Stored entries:

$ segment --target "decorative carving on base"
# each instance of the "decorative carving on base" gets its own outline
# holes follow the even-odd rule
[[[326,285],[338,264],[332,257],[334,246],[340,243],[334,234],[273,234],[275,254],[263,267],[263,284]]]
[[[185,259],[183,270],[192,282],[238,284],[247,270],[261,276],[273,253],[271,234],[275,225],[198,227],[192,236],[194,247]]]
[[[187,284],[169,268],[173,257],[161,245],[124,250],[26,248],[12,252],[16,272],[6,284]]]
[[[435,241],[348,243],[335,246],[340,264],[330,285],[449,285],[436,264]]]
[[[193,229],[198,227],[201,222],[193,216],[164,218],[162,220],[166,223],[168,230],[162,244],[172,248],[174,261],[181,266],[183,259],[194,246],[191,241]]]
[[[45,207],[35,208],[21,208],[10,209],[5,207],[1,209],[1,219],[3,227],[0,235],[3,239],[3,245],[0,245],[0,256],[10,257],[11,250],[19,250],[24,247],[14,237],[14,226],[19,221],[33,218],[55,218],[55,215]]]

## Problem statement
Copy out the material word for word and line for line.

## Response to this task
$ segment --target "decorative carving on base"
# each instance of the "decorative carving on base" gets its own outline
# holes follow the even-odd rule
[[[326,285],[338,264],[332,257],[334,246],[340,243],[334,234],[273,234],[275,254],[263,267],[263,284]]]
[[[185,259],[183,270],[192,282],[238,284],[247,270],[261,276],[273,253],[271,234],[275,225],[198,227],[192,236],[194,247]]]
[[[187,284],[169,268],[173,257],[161,245],[124,250],[26,248],[12,252],[16,272],[6,284]]]
[[[435,241],[348,243],[335,246],[340,264],[330,285],[449,285],[436,264]]]
[[[193,229],[198,227],[201,222],[193,216],[164,218],[162,220],[166,223],[168,230],[162,244],[172,248],[174,261],[181,266],[183,259],[194,246],[191,241]]]
[[[45,207],[35,208],[21,208],[10,209],[5,207],[1,209],[1,219],[3,227],[0,235],[3,239],[3,245],[0,245],[0,256],[10,257],[11,250],[19,250],[24,247],[14,237],[14,226],[19,221],[33,218],[55,218],[55,215]]]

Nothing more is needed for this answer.